The task:
Copy every line of the records below verbatim, omitting the pictures.

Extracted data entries
====================
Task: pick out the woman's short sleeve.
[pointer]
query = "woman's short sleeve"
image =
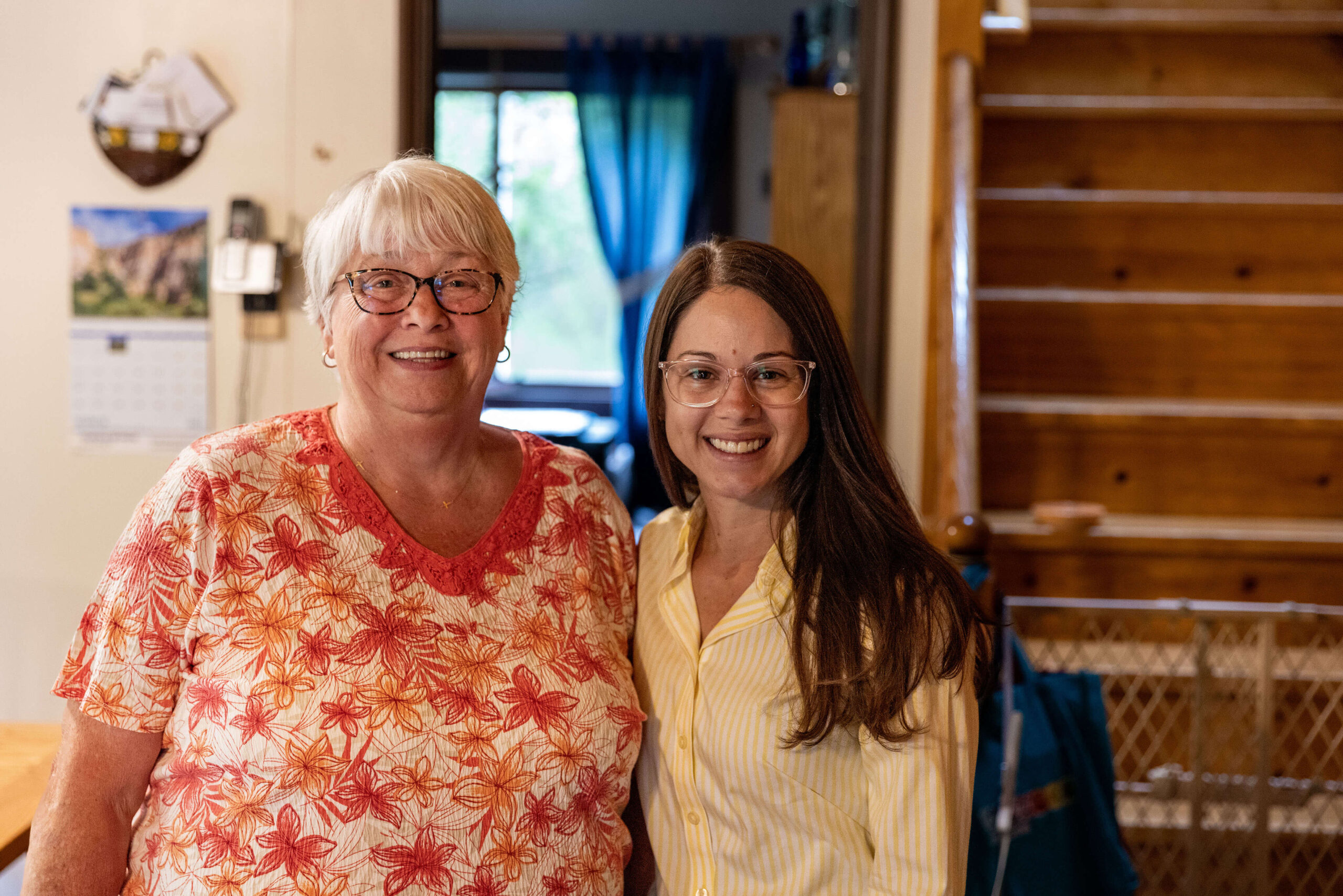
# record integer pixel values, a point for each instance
====================
Solution for this problem:
Task: pick out the woman's short sleeve.
[pointer]
query = "woman's short sleeve"
image =
# record integer pixel values, a point for each instance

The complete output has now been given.